In the quantum computing summary, reproduce word for word the passage starting with "Training machine learning models on" and going on through "analysis beyond the Moore's law.".
#### Excerpt ####
### Achievement

Paper titled "Balanced k-Means Clustering on an Adiabatic Quantum Computer" accepted for publication at the Springer Quantum Information Processing journal.

### Significance and Impact

Training machine learning models on classical computers that use CPUs and GPUs is a time consuming process. It will be infeasible to continue the current practices for training machine learning models beyond the Moore's law. Therefore, we must leverage non-conventional computing platforms such as quantum computing to train machine learning models beyond the Moore's law. To this extent, adiabatic quantum computers are a promising platform for efficiently solving challenging optimization problems. Therefore, many are interested in using these computers to train computationally expensive machine learning models as well. If successful in training machine learning models faster, with high accuracy and with high reliability, quantum computers would pave the way for scientific discovery through effective data analysis beyond the Moore's law.
#### Entries supplied ####
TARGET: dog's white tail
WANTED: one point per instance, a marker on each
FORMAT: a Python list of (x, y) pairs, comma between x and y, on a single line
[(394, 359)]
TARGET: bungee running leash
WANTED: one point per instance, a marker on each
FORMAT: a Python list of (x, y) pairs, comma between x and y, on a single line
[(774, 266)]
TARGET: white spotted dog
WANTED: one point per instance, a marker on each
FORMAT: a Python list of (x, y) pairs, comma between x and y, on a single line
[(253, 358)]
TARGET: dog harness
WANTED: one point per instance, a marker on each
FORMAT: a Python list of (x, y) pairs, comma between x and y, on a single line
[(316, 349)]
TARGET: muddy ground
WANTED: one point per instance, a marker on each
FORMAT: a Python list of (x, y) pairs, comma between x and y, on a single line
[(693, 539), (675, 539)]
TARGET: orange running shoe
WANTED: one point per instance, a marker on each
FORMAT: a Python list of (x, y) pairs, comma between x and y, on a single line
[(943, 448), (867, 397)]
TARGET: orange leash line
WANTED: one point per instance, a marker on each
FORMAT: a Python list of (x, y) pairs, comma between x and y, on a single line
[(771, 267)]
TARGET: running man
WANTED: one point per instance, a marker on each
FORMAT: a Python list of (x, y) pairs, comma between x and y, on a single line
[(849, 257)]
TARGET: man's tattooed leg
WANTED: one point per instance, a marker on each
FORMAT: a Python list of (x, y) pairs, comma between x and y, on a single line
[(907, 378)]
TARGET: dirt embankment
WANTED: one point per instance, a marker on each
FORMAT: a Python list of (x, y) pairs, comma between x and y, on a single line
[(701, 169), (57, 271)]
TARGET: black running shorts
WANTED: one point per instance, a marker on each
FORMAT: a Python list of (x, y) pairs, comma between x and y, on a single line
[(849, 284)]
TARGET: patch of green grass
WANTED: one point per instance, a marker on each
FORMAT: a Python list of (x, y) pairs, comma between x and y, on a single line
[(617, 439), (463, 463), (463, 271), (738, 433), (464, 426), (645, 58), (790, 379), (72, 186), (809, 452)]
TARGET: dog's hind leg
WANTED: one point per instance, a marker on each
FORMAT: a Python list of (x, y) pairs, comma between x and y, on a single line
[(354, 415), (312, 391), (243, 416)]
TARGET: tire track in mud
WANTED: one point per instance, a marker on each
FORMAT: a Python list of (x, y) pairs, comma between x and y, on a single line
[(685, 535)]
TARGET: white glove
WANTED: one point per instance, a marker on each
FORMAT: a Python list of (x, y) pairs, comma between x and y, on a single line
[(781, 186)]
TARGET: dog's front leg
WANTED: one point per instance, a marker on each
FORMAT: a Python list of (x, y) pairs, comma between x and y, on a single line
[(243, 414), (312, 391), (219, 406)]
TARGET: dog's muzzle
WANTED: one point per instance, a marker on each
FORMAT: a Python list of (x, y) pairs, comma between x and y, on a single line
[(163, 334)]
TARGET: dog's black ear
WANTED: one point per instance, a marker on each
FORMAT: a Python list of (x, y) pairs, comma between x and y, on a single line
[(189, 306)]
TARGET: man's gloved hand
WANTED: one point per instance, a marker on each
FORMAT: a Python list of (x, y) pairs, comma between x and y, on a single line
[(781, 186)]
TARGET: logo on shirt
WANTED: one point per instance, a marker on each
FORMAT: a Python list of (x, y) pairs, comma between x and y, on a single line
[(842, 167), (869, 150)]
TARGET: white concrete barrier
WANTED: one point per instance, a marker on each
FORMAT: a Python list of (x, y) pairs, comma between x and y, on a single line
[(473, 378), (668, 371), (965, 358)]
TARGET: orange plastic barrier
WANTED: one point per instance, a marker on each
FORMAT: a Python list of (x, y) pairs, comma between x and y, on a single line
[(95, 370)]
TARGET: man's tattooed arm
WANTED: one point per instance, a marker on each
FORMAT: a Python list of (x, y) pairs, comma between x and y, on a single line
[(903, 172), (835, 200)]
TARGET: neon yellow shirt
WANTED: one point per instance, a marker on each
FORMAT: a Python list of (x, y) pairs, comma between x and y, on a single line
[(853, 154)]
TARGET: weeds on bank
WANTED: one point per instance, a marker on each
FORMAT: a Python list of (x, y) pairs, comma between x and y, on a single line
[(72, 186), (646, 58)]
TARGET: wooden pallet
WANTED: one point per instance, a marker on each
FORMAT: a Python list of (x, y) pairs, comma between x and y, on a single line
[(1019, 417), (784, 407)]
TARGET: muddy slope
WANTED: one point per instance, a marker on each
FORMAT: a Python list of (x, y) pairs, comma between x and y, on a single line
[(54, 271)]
####
**Exercise response**.
Training machine learning models on classical computers that use CPUs and GPUs is a time consuming process. It will be infeasible to continue the current practices for training machine learning models beyond the Moore's law. Therefore, we must leverage non-conventional computing platforms such as quantum computing to train machine learning models beyond the Moore's law. To this extent, adiabatic quantum computers are a promising platform for efficiently solving challenging optimization problems. Therefore, many are interested in using these computers to train computationally expensive machine learning models as well. If successful in training machine learning models faster, with high accuracy and with high reliability, quantum computers would pave the way for scientific discovery through effective data analysis beyond the Moore's law.